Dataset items
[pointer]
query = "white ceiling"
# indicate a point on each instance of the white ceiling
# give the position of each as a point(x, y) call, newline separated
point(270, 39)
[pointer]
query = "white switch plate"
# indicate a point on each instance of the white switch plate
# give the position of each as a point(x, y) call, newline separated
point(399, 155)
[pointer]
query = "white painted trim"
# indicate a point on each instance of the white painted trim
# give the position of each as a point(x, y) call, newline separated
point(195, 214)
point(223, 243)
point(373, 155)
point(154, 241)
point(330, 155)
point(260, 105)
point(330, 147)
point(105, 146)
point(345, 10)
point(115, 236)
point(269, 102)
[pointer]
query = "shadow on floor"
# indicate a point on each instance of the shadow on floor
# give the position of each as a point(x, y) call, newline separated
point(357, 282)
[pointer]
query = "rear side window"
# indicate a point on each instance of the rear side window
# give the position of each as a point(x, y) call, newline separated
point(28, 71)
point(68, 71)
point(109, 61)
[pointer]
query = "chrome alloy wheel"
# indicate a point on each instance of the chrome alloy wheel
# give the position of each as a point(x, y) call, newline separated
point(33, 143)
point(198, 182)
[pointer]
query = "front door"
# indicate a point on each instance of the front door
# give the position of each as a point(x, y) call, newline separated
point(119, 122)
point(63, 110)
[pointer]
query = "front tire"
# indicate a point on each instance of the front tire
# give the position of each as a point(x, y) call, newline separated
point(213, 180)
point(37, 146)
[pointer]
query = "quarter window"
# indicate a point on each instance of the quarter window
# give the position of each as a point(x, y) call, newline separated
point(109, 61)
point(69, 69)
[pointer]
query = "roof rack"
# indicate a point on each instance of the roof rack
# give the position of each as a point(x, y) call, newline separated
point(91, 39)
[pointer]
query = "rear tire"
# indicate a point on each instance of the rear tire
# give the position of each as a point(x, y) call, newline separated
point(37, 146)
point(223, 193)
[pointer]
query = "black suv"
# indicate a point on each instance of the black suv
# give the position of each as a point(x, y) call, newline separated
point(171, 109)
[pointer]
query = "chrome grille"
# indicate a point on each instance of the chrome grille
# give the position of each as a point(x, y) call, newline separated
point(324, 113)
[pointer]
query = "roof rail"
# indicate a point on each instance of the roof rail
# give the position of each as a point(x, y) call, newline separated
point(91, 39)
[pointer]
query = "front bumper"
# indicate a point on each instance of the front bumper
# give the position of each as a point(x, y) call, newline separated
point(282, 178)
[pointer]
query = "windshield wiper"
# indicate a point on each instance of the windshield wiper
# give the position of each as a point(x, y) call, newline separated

**Task instructions:**
Rewrite the data above, from its first line through the line that has "point(63, 110)", keeping every line, requests included. Add 46 to each coordinate in the answers.

**Output for this task:**
[pointer]
query = "white ceiling"
# indicate a point on each instance of the white ceiling
# give the position of each as a point(x, y) call, newline separated
point(316, 85)
[pointer]
query = "white switch plate"
# indicate a point on each instance of the white switch plate
# give the position of each as a point(x, y) call, newline separated
point(445, 201)
[pointer]
query = "white painted trim"
# indicate a point on each instance of the white painted trim
# give the position of each as a point(x, y) call, newline separated
point(241, 260)
point(269, 289)
point(419, 201)
point(200, 287)
point(376, 201)
point(306, 151)
point(376, 193)
point(151, 192)
point(391, 56)
point(161, 282)
point(315, 148)
[pointer]
query = "shadow on floor"
# indicate a point on each instance of the shadow on floor
# give the position of each as a point(x, y) call, newline separated
point(403, 328)
[pointer]
query = "rear side window"
# indicate a point on each instance of the rear side window
# give the position of each as a point(x, y) call, newline separated
point(74, 117)
point(114, 117)
point(155, 107)
[pointer]
query = "chrome alloy wheel"
# indicate a point on each instance of the chrome alloy wheel
# give the position of each as a point(x, y) call, newline separated
point(79, 189)
point(244, 228)
[pointer]
query = "front door"
# indicate a point on each instance of the front door
# give the position of each as a point(x, y) call, newline separated
point(165, 168)
point(109, 156)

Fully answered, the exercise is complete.